(Labeled-object pointing entries)
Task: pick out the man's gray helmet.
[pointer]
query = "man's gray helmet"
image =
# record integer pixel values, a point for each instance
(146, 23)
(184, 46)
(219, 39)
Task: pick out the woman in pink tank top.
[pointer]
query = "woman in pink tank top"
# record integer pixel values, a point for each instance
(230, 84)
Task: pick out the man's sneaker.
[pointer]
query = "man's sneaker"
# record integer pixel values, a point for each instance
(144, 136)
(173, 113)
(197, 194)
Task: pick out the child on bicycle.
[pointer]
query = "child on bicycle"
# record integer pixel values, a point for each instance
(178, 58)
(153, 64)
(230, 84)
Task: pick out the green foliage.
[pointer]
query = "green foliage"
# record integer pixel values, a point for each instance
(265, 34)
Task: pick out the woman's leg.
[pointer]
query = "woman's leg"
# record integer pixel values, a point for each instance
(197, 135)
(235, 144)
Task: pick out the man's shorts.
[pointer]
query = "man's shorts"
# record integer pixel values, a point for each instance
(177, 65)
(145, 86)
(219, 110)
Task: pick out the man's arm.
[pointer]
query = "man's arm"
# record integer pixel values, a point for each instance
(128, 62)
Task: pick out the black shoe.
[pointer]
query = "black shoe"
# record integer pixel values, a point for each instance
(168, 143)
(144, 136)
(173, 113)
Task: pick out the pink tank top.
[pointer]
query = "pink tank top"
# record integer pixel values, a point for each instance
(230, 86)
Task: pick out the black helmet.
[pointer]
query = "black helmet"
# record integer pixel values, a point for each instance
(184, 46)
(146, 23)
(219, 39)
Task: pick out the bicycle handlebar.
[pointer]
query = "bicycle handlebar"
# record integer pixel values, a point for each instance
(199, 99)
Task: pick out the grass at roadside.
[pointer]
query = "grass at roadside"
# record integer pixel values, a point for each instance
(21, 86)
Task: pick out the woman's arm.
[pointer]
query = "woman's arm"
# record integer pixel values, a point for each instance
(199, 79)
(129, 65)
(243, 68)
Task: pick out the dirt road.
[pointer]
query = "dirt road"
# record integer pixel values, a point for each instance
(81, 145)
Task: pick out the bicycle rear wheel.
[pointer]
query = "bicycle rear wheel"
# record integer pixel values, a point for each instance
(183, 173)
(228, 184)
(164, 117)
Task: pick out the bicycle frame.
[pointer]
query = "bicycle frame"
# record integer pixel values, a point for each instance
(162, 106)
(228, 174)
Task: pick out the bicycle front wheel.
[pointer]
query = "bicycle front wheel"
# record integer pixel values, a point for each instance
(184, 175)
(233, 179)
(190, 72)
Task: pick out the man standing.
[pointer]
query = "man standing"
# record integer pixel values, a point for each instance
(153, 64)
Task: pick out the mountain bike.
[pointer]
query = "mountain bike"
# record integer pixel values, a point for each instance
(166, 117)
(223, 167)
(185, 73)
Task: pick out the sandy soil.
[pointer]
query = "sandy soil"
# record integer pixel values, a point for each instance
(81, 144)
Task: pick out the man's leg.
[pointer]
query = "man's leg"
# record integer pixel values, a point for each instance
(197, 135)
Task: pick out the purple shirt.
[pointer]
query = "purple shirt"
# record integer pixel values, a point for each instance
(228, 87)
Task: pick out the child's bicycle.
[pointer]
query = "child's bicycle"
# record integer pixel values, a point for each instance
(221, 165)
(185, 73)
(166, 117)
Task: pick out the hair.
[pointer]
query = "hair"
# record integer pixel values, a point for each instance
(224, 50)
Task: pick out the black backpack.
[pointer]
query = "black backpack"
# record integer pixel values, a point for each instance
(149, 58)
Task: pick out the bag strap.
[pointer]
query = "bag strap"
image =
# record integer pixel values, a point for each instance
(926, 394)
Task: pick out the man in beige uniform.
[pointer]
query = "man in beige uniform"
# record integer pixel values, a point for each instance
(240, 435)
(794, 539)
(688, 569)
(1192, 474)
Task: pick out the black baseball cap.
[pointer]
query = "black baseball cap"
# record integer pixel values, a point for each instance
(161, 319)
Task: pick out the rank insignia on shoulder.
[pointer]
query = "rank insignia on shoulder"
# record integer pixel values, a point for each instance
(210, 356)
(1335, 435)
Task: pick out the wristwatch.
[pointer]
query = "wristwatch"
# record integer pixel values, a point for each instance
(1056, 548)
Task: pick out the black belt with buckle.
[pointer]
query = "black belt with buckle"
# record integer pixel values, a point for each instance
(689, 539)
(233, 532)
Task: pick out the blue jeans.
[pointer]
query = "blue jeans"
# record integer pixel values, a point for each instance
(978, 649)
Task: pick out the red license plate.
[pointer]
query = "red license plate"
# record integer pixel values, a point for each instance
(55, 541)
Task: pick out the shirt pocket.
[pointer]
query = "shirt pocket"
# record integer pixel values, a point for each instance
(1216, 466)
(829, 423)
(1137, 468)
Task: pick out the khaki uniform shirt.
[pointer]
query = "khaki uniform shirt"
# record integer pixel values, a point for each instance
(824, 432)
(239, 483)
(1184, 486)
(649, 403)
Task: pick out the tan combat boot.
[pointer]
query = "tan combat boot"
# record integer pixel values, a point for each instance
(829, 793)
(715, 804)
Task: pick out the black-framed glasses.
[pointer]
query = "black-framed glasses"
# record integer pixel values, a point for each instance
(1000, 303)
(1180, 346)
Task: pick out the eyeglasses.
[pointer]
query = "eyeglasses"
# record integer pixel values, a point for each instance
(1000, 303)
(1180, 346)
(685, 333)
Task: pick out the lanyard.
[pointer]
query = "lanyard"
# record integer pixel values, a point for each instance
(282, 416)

Work to be completed:
Rewrite the data above in full, replacing every occurrence of "pick out" with "locate" and leaving everything else unchanged.

Right answer:
Task: locate the man's gray helmet.
[pointer]
query = "man's gray helmet"
image =
# record integer pixel values, a point for each instance
(146, 23)
(184, 46)
(219, 39)
Task: locate the woman in pink tank top.
[pointer]
query = "woman in pink tank top"
# record integer pixel values, a point for each instance
(230, 84)
Task: locate the man's sneaker.
[pointer]
query = "man's sneaker"
# record integer pixel values, a point for each instance
(144, 136)
(173, 113)
(197, 194)
Task: locate the child on bicycle.
[pointer]
query = "child on bicycle"
# record integer pixel values, a point for each instance
(178, 58)
(153, 64)
(230, 84)
Task: locate the green foliage.
[pointer]
query = "green foliage"
# record integer pixel values, a point for each instance
(265, 34)
Task: locate the woman's leg.
[pointer]
query = "woman's leg"
# record integer pixel values, a point for each instance
(197, 135)
(235, 144)
Task: locate the man's shorts.
[pointer]
query = "man's shorts"
# record integer pixel values, a point for each instance
(177, 65)
(145, 86)
(219, 110)
Task: locate the man's arm.
[pointer]
query = "man's arm"
# record integer pixel values, a point for each instance
(128, 62)
Task: locate the black shoe.
[pointer]
query = "black shoe"
# record integer pixel values, a point for each instance
(168, 143)
(144, 136)
(173, 113)
Task: locate the pink tank top.
[pointer]
query = "pink tank top"
# record integer pixel values, a point for each instance
(230, 86)
Task: locate the black helmet.
[pointer]
query = "black helmet"
# record integer pixel values, a point for each instance
(184, 46)
(146, 23)
(219, 39)
Task: locate the bicycle handlebar.
[pointer]
query = "bicycle handlebar"
# record integer pixel values, a point for each instance
(199, 99)
Task: locate the grass at roadside.
[pointer]
query = "grass at roadside"
# record integer pixel values, a point for each instance
(21, 86)
Task: locate the woman's arm.
[pointer]
query = "woman's arm"
# record integer pixel values, a point for each instance
(199, 79)
(129, 65)
(243, 68)
Task: locate the dirt road.
[pointer]
query = "dirt road"
# record integer pixel values, a point for each instance
(81, 145)
Task: locate the bicycle rear wheel.
[pointer]
query = "bicycle rear wheel"
# record integer pixel values, a point for each instance
(183, 173)
(228, 184)
(164, 117)
Task: locate the bicycle frame.
[pointer]
query = "bicycle frame"
# record integer pixel values, a point for each instance
(162, 106)
(228, 174)
Task: locate the bicycle front wheel.
[pointer]
query = "bicycle front wheel"
# record integer pixel values, a point for each instance
(184, 175)
(233, 179)
(190, 72)
Task: locate the man standing.
[pointer]
query = "man standing"
# record integer pixel values, a point for each instance
(153, 64)
Task: locate the mountain bike.
[pointer]
query = "mountain bike"
# record integer pixel values, a point for each instance
(166, 117)
(223, 167)
(185, 73)
Task: locate the sandy soil.
[pointer]
query = "sandy soil"
# record integer pixel values, a point for each instance
(81, 144)
Task: locate the man's leg.
[pointer]
query = "man's leg"
# record integer pixel values, a point for each instance
(197, 135)
Task: locate the purple shirt.
[pointer]
query = "purple shirt"
# record integer pixel values, a point for each instance
(228, 87)
Task: locate the child's bicycle.
[pointer]
query = "child's bicycle"
# record integer pixel values, a point for each instance
(221, 165)
(185, 73)
(166, 117)
Task: locate the hair.
[pointer]
query = "hair"
# record integer pixel values, a point for each instance
(224, 50)
Task: locate the black backpack.
[pointer]
query = "black backpack"
# record integer pixel values, a point for each instance
(149, 58)
Task: locate the bag strap.
[pointer]
query = "bag strap"
image =
# record integer pixel values, a point for each instance
(926, 394)
Task: locate the man in beige uniform.
[pointer]
query = "man in beige uniform"
# record integer pixel values, a point for each instance
(240, 435)
(794, 539)
(688, 569)
(1192, 474)
Task: locate the black baseball cap.
[pointer]
query = "black baseball cap"
# record integer pixel values, a point for each instance
(161, 319)
Task: locate the rank insignia on shoulder.
[pointer]
query = "rank insignia on shoulder"
# record integer pixel values, a point for each instance
(210, 356)
(1335, 435)
Task: locate the wristwatch.
[pointer]
query = "wristwatch"
# record integer pixel values, a point for each instance
(1056, 548)
Task: locate the black belt with buckle.
[pointer]
query = "black belt with buckle"
# record integer pixel values, a point for each instance
(689, 539)
(233, 532)
Task: locate the blue jeans.
[pointer]
query = "blue jeans"
# record integer pixel values, a point for each instance
(978, 649)
Task: locate the red license plate.
[pointer]
query = "red license plate"
# record integer pixel values, a point for each instance
(55, 541)
Task: locate the shirt pocket.
[pointer]
query = "shirt pocket"
# record integer pixel values, a point for each instance
(1216, 466)
(829, 423)
(1137, 468)
Task: locate the khaki uniform shirt.
[pointer]
query = "khaki uniform shirt"
# record integer pixel values, a point for each instance
(824, 432)
(239, 483)
(1184, 486)
(649, 403)
Task: locate the tan combat boot.
[pointer]
query = "tan combat boot"
# record integer pixel values, a point for each instance
(829, 793)
(715, 804)
Task: locate the black-framed glasses.
[pointer]
query = "black-framed glasses"
# record integer pixel values, a point for each instance
(1000, 303)
(1180, 346)
Task: locate the eyeglasses.
[pointer]
query = "eyeglasses"
# record integer pixel values, a point for each instance
(1000, 303)
(1180, 346)
(685, 333)
Task: locate the lanyard.
[pointer]
query = "lanyard"
# record integer pixel values, a point for each instance
(282, 416)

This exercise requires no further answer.